Stored data

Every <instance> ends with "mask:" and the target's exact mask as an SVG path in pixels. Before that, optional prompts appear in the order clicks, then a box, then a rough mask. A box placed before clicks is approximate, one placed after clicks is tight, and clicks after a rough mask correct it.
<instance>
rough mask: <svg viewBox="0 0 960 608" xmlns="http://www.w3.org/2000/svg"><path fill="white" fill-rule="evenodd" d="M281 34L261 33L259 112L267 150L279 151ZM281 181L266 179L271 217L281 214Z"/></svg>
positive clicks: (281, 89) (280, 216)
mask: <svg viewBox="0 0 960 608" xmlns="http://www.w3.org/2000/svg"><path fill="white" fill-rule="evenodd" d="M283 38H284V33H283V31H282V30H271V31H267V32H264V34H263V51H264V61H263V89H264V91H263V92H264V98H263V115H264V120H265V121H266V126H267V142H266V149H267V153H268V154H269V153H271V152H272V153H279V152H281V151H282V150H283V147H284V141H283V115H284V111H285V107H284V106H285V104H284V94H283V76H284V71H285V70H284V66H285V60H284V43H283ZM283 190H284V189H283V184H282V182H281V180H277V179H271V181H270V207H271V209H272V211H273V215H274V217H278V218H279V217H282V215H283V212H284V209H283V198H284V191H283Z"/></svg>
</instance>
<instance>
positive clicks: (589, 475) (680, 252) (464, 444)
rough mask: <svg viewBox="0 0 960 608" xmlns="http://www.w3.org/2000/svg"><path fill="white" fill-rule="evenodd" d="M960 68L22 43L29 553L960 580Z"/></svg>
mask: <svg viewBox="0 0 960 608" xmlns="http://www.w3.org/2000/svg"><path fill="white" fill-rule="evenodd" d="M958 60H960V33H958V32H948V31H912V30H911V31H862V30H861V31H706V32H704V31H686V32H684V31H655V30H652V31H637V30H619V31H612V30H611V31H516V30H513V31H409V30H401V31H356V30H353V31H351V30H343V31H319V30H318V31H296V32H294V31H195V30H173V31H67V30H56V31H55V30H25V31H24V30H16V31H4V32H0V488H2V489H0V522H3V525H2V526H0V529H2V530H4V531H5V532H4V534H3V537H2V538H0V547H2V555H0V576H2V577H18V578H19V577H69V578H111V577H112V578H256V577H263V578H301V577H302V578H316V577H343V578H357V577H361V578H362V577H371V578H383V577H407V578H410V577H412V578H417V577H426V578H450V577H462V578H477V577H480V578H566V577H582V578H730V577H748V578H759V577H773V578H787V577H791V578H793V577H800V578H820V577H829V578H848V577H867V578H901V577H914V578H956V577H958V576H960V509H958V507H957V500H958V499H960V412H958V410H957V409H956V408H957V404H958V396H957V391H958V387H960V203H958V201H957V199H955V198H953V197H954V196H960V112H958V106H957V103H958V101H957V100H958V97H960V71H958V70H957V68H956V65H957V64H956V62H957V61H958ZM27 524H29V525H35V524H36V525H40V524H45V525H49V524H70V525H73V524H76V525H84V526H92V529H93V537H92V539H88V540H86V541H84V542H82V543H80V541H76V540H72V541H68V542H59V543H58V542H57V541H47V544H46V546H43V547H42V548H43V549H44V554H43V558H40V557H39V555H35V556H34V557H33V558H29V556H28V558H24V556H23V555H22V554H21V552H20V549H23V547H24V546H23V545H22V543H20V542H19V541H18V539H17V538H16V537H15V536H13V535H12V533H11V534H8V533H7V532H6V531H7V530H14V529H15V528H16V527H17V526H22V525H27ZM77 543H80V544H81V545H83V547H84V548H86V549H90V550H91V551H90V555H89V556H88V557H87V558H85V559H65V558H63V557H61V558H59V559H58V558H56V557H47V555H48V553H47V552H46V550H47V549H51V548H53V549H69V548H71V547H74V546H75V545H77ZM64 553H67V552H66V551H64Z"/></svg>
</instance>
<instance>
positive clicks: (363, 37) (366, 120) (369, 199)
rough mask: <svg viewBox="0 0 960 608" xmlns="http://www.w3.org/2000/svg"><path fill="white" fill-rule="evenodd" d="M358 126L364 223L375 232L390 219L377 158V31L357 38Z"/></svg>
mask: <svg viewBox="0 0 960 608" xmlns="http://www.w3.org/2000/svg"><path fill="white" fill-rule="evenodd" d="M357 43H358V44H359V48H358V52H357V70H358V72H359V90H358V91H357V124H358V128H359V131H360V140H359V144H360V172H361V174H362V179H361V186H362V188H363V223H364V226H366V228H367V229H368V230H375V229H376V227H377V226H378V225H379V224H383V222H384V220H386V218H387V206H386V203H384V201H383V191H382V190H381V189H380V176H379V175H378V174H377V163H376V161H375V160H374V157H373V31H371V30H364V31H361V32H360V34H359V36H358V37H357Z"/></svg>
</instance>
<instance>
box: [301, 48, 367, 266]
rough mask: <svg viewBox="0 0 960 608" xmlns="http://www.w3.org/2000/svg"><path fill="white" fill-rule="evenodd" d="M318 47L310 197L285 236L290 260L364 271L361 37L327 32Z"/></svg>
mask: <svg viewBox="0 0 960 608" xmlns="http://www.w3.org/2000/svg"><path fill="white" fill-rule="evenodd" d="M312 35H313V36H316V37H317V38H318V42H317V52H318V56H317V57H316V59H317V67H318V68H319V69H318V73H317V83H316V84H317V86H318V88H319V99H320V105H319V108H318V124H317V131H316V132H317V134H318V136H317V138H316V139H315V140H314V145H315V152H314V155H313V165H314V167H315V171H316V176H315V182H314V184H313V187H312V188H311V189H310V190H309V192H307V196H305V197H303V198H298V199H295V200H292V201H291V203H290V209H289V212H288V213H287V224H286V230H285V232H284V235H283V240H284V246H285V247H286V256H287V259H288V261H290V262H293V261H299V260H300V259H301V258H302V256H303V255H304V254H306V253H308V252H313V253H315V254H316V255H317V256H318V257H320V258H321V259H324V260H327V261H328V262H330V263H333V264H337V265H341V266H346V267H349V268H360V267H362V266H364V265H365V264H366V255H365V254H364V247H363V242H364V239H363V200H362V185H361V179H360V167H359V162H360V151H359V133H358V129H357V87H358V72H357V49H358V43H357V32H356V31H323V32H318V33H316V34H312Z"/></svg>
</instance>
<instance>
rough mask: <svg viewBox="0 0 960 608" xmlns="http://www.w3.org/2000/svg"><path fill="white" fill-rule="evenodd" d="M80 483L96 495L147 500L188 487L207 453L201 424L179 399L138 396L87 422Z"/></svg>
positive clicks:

_What you have to do_
Give the records back in full, word for word.

_Written answer_
Every <instance> ends with "mask:" and the target's exact mask as an SVG path in pixels. Before that, optional prompts appear in the order clicks, then a box, then a rough mask. A box placed before clicks is approximate, one placed after clicks is tight, and clicks after a rough mask correct it.
<instance>
rough mask: <svg viewBox="0 0 960 608" xmlns="http://www.w3.org/2000/svg"><path fill="white" fill-rule="evenodd" d="M281 34L261 33L259 112L267 150L279 151ZM281 181L266 179L271 217L281 214Z"/></svg>
positive clicks: (281, 89) (280, 216)
mask: <svg viewBox="0 0 960 608" xmlns="http://www.w3.org/2000/svg"><path fill="white" fill-rule="evenodd" d="M283 38H284V33H283V31H282V30H271V31H267V32H264V34H263V51H264V61H263V89H264V91H263V92H264V98H263V115H264V120H265V121H266V126H267V142H266V149H267V153H268V154H269V153H271V152H272V153H279V152H281V151H282V150H283V147H284V141H283V115H284V111H285V107H284V106H285V104H284V94H283V76H284V71H285V70H284V66H285V60H284V43H283ZM283 190H284V189H283V184H282V182H281V180H277V179H271V181H270V207H271V209H272V211H273V215H274V217H278V218H279V217H282V215H283V212H284V209H283V198H284V191H283Z"/></svg>
</instance>
<instance>
positive clicks: (589, 475) (680, 252) (464, 444)
rough mask: <svg viewBox="0 0 960 608" xmlns="http://www.w3.org/2000/svg"><path fill="white" fill-rule="evenodd" d="M960 68L22 43L29 553L960 580Z"/></svg>
mask: <svg viewBox="0 0 960 608" xmlns="http://www.w3.org/2000/svg"><path fill="white" fill-rule="evenodd" d="M958 60H960V33H958V32H948V31H912V30H911V31H862V30H861V31H706V32H704V31H686V32H684V31H655V30H652V31H637V30H619V31H612V30H611V31H516V30H513V31H409V30H401V31H356V30H353V31H351V30H343V31H319V30H318V31H296V32H294V31H195V30H173V31H67V30H56V31H55V30H25V31H24V30H16V31H4V32H0V488H2V489H0V522H3V525H2V526H0V529H2V530H4V531H5V532H4V534H3V537H2V538H0V547H2V555H0V576H2V577H18V578H19V577H69V578H111V577H112V578H256V577H263V578H301V577H302V578H316V577H343V578H357V577H361V578H362V577H371V578H383V577H407V578H410V577H412V578H417V577H426V578H450V577H462V578H477V577H480V578H566V577H582V578H730V577H748V578H759V577H773V578H787V577H791V578H793V577H800V578H820V577H829V578H848V577H867V578H901V577H914V578H956V577H958V576H960V509H958V507H957V500H958V499H960V412H958V410H957V409H956V408H957V404H958V396H957V391H958V387H960V203H958V201H957V199H955V198H953V197H954V196H960V112H958V106H957V103H958V101H957V100H958V97H960V71H958V70H957V68H956V65H957V64H956V62H957V61H958ZM27 524H29V525H35V524H36V525H40V524H45V525H49V524H70V525H73V524H76V525H84V526H92V529H93V537H92V539H88V540H86V541H84V542H82V543H80V541H76V540H72V541H68V542H59V543H58V542H57V541H47V544H46V546H43V547H42V548H43V549H44V554H43V558H40V557H39V555H35V556H34V557H33V558H29V556H28V558H24V556H23V555H22V554H21V552H20V549H23V547H24V546H23V545H22V543H20V542H19V541H18V539H17V538H16V537H15V536H13V535H12V533H11V534H8V533H7V532H6V531H7V530H14V529H15V528H16V527H17V526H22V525H27ZM77 543H80V544H81V545H83V547H84V548H86V549H90V550H91V551H90V555H89V556H88V557H87V558H85V559H65V558H63V557H61V558H59V559H58V558H56V557H47V555H48V553H47V552H46V550H47V549H51V548H53V549H69V548H71V547H74V546H75V545H77ZM64 553H67V552H66V551H64Z"/></svg>
</instance>
<instance>
positive clicks: (363, 37) (366, 120) (369, 199)
rough mask: <svg viewBox="0 0 960 608" xmlns="http://www.w3.org/2000/svg"><path fill="white" fill-rule="evenodd" d="M358 126L364 223L375 232L390 219L377 158V31L357 38Z"/></svg>
mask: <svg viewBox="0 0 960 608" xmlns="http://www.w3.org/2000/svg"><path fill="white" fill-rule="evenodd" d="M357 43H358V44H359V48H358V52H357V70H358V72H359V90H358V91H357V124H358V128H359V131H360V140H359V144H360V172H361V174H362V179H361V186H362V188H363V223H364V226H366V228H367V229H368V230H375V229H376V227H377V226H378V225H379V224H383V222H384V220H386V218H387V206H386V203H384V201H383V191H382V190H381V189H380V176H379V175H378V174H377V163H376V161H375V160H374V157H373V31H371V30H364V31H361V32H360V34H359V36H358V37H357Z"/></svg>
</instance>
<instance>
box: [301, 48, 367, 266]
rough mask: <svg viewBox="0 0 960 608" xmlns="http://www.w3.org/2000/svg"><path fill="white" fill-rule="evenodd" d="M318 47L310 197L285 236L290 260L364 271L361 37L327 32Z"/></svg>
mask: <svg viewBox="0 0 960 608" xmlns="http://www.w3.org/2000/svg"><path fill="white" fill-rule="evenodd" d="M312 35H313V36H316V37H317V38H318V42H317V52H318V56H317V57H316V59H317V67H318V68H319V69H318V73H317V83H316V84H317V86H318V88H319V99H320V105H319V108H318V124H317V131H316V132H317V134H318V136H317V138H316V139H315V140H314V145H315V152H314V155H313V165H314V167H315V171H316V176H315V182H314V184H313V187H312V188H311V189H310V190H309V192H307V196H305V197H303V198H298V199H295V200H292V201H291V203H290V209H289V212H288V213H287V224H286V230H285V232H284V235H283V240H284V246H285V247H286V256H287V259H288V261H290V262H293V261H299V260H300V259H301V258H302V256H303V255H304V254H306V253H308V252H313V253H315V254H316V255H317V256H318V257H320V258H321V259H324V260H327V261H328V262H330V263H333V264H337V265H341V266H346V267H349V268H360V267H362V266H364V265H365V264H366V255H365V254H364V247H363V242H364V239H363V200H362V185H361V179H360V167H359V162H360V151H359V133H358V129H357V87H358V72H357V49H358V43H357V32H356V31H323V32H318V33H316V34H312Z"/></svg>
</instance>
<instance>
rough mask: <svg viewBox="0 0 960 608" xmlns="http://www.w3.org/2000/svg"><path fill="white" fill-rule="evenodd" d="M80 483L96 495L147 500L188 487L207 453L201 424L179 399L138 396L87 422Z"/></svg>
positive clicks:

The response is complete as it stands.